■ **JOB**: Copy out every line in the items below that contains the string "green". Case counts, so match it exactly.

■ **SUPPLIED INFORMATION**:
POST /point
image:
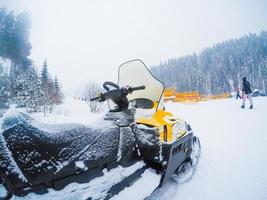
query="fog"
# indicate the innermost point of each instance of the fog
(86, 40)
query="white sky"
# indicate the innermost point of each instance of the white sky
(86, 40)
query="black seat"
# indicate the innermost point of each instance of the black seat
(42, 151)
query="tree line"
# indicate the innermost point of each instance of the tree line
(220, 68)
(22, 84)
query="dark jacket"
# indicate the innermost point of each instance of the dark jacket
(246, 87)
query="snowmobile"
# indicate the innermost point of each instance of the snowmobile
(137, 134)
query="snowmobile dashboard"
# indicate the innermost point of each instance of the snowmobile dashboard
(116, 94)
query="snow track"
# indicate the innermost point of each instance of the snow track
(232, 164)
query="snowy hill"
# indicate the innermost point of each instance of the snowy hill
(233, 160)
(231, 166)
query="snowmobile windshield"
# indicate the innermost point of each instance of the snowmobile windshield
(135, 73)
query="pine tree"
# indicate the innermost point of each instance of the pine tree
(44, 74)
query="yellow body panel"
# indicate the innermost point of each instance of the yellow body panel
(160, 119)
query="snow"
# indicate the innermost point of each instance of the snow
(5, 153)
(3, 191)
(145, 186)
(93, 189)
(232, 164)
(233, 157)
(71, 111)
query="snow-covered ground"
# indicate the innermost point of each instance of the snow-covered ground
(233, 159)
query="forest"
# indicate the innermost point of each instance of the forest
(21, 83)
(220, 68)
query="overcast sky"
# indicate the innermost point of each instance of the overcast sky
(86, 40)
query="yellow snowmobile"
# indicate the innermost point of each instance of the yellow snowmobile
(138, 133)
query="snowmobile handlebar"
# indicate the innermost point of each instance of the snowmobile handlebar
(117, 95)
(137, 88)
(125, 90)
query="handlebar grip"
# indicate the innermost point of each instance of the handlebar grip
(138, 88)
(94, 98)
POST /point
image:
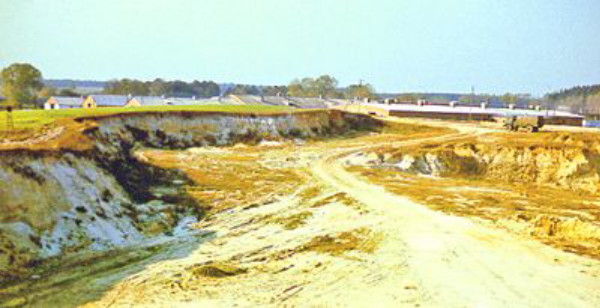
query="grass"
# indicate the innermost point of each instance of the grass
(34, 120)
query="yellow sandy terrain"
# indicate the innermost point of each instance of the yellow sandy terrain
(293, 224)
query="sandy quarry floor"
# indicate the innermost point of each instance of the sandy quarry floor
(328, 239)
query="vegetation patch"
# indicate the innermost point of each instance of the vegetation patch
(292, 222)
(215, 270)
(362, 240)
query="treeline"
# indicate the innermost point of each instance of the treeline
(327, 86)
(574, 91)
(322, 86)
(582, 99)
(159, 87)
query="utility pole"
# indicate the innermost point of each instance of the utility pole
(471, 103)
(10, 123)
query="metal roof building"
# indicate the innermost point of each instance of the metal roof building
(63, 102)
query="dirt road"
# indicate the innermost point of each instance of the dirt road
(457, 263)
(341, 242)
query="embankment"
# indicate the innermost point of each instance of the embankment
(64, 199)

--

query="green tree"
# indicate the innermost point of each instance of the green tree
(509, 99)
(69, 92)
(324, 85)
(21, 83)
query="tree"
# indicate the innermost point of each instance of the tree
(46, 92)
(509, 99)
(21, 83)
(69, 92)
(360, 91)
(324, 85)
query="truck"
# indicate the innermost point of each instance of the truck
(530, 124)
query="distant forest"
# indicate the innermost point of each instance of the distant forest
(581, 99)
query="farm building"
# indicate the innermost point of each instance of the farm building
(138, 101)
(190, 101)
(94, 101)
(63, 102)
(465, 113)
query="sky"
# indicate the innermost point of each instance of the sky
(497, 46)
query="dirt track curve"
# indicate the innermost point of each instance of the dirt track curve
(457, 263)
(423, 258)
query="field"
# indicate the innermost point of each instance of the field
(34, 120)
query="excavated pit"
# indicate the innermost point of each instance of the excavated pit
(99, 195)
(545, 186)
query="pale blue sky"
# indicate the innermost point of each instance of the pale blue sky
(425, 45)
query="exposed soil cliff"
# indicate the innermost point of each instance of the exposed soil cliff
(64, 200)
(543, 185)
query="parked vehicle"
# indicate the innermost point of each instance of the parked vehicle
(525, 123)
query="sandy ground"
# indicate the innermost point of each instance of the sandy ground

■ **CORRECT ANSWER**:
query="green tree"
# indicate the innermost point of each instance of the green tree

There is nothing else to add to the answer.